═══ DOCUMENT TEXT ═══

The elk were captured in an area about 40 miles east of Flagstaff. After netting the animals, the helicopter crews injected them with a sedative so they could safely be dangled below the helicopter and airlifted to the processing site.

“They sedated the animals just enough to keep them from being as frightened as they otherwise would have been,” Kelley said. “They were still able to walk.”

To further reduce stress to the elk, DNR workers kept them blindfolded as they worked on them. A wildlife veterinarian from the Arizona Game & Fish Department monitored the animals as they were being processed.

“She monitored their temperature; when any of them got over 105 degrees, we cooled them off with water or by packing snow around them,” Kelley said.

A few of the elk suffered what Kelley called “scrapes and scratches” during the capture process, but there were no major injuries. Nevertheless, two of the animals died within two days of their capture.

“The veterinarian did necropsies on them and determined the cause of death as ‘capture myopathy,’” Kelley said. “You hate to have any mortality, but it happens due to the stress. It’s not unusual to have up to 10 percent mortality. If we lose only those two, we’ll be doing well.”

═══ EXTRACTED DATA ═══

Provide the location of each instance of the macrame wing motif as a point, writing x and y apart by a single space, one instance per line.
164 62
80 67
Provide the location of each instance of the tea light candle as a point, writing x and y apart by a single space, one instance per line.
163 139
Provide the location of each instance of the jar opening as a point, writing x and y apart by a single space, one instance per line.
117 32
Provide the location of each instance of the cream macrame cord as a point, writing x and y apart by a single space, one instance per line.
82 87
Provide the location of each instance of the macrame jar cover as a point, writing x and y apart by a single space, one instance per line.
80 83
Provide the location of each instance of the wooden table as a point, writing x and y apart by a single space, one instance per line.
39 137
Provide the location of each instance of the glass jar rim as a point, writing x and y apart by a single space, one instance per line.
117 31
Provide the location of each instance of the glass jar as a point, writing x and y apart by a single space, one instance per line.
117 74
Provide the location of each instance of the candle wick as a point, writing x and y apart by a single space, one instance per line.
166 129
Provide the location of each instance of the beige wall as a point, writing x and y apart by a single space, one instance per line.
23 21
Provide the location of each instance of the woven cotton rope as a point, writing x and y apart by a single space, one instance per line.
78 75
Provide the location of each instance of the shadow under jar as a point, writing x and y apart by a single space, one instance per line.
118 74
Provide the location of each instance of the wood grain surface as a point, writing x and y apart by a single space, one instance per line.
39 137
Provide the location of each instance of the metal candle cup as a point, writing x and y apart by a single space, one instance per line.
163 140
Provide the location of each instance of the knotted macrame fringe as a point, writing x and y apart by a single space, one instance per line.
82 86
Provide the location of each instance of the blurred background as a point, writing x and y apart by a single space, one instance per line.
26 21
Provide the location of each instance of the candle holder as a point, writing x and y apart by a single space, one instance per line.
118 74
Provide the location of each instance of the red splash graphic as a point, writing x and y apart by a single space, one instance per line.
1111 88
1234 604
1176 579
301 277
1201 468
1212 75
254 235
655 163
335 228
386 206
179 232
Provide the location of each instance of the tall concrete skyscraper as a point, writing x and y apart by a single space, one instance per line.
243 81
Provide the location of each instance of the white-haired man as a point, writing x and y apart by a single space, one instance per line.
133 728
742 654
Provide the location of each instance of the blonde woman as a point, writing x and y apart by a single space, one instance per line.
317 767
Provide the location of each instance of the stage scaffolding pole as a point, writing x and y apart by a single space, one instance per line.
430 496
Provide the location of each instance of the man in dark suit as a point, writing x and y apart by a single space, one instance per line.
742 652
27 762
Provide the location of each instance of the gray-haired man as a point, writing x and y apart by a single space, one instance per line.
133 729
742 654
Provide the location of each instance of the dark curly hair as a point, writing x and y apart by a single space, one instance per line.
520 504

═══

WRITTEN REQUEST:
Could you write what follows in the elk capture article, picking up after its last sentence? The listing comes from a separate source unrelated to the elk article.

FINAL RESULT:
Kelley said that if there are no further mortalities within the next few days, there’s a good chance the remaining 58 elk will survive their mandatory 30-day quarantine in Arizona and the subsequent trip to West Virginia via truck.

Kelley said the five DNR workers — himself, Nick Glotfelty, Eric Richmond, Chris Ryan and Colin Carpenter — got plenty of help from their counterparts in Arizona.

“Between staff and volunteers, they had 50 to 60 of their people working with us,” Kelley continued. “It was a well-designed, well-executed operation. Everyone handled their responsibilities well. It looked like chaos, but it was organized chaos.”